PROBLEM REQUIREMENTS
Please take the lines from the one holding "[locate] flooded field" through the one holding "[locate] hazy horizon" in the data below and copy them exactly.
::: THE DATA :::
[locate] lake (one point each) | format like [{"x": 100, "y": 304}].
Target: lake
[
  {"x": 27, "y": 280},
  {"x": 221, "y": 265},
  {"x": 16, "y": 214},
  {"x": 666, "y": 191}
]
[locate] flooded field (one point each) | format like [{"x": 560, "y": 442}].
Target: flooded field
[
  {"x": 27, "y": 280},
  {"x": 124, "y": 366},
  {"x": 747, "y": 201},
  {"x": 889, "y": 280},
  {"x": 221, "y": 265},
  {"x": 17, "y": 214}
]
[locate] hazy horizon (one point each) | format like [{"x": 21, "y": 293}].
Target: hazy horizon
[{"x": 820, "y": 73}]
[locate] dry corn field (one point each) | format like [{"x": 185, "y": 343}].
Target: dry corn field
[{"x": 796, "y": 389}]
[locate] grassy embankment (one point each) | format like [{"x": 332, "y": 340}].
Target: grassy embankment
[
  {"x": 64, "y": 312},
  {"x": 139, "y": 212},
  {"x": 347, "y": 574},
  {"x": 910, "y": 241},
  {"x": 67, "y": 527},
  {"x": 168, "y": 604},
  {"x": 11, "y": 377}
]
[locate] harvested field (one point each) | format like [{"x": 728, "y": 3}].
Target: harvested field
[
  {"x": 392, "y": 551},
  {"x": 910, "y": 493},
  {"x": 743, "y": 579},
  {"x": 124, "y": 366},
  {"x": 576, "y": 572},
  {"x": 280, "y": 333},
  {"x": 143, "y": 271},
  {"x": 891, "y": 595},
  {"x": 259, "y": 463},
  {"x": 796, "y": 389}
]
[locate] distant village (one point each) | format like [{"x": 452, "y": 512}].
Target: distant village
:::
ANSWER FOR THE TASK
[locate] flooded field (one point each) | format like [{"x": 560, "y": 442}].
Target: flooded field
[
  {"x": 27, "y": 280},
  {"x": 124, "y": 366},
  {"x": 747, "y": 201},
  {"x": 889, "y": 280},
  {"x": 221, "y": 265},
  {"x": 17, "y": 214}
]
[locate] hazy horizon (one point each) | format like [{"x": 21, "y": 293}].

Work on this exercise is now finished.